■ Seite ■

Landgericht Düsseldorf verwirft Risikoprofile der Citibank (Targobank) als Grundlage einer anlegergerechten Beratung (Urteil vom 15. Juni 2010 – Az. 10 O 146/09 betreffend Lehman Brothers Alpha Express, Bonus Express auf Rohöl, Step-Up Express, Öl-Twin-Win Zertifikate)
Die überwiegende Zahl geschädigter Anleger erwarb Lehman Zertifikate aufgrund von Anlageempfehlungen der Citibank, deren damalige Konzernmutter Citicorp Inc. zweitgrößte Aktionärin und größte Gläubigerin von Lehman Brothers Holding Inc. war.
Risikoprofile der Citibank/Targobank:
Als Grundlage dieser Anlageempfehlungen dienten von der Citibank gefertigte „Risikoprofile“, in denen die vermeintliche Vorerfahrung und die Risikoneigung ihrer Wertpapierkunden dokumentiert worden sein soll. Darin wurden jedoch offenbar systematisch möglichst weitgehende Vorerfahrungen und möglichst hohe Risikoneigungen ausgewiesen – wohl, um später ggf. den Nachweis einer vermeintlich anlegergerechten Beratung zu liefern.

■ Aufgabenstellung ■
Schreibe aus der Seite über das Düsseldorfer Urteil zu den Risikoprofilen der Citibank die Stelle wortgetreu ab, die bei den Worten „Die überwiegende Zahl“ beginnt und nach den Worten „Holding Inc. war.“ endet. Die Einträge stammen aus einer anderen Quelle als die Seite.

■ Vorliegende Daten ■
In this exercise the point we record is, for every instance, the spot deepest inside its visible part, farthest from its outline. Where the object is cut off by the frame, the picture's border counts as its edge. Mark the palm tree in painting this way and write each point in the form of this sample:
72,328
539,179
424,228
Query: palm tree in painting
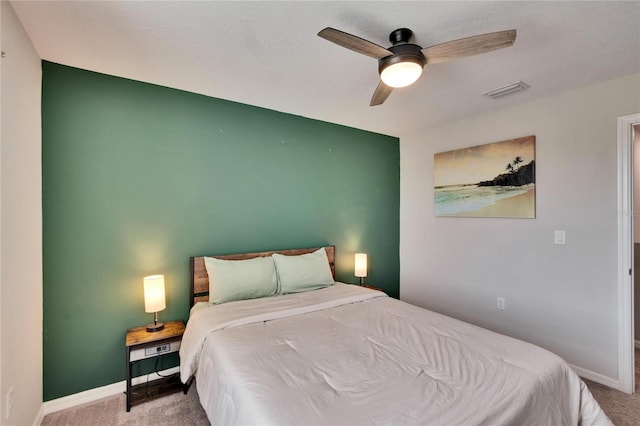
517,161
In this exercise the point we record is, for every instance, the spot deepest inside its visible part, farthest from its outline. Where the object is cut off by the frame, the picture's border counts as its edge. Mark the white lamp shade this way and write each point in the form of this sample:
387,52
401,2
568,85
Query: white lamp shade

■ Lösung ■
Die überwiegende Zahl geschädigter Anleger erwarb Lehman Zertifikate aufgrund von Anlageempfehlungen der Citibank, deren damalige Konzernmutter Citicorp Inc. zweitgrößte Aktionärin und größte Gläubigerin von Lehman Brothers Holding Inc. war.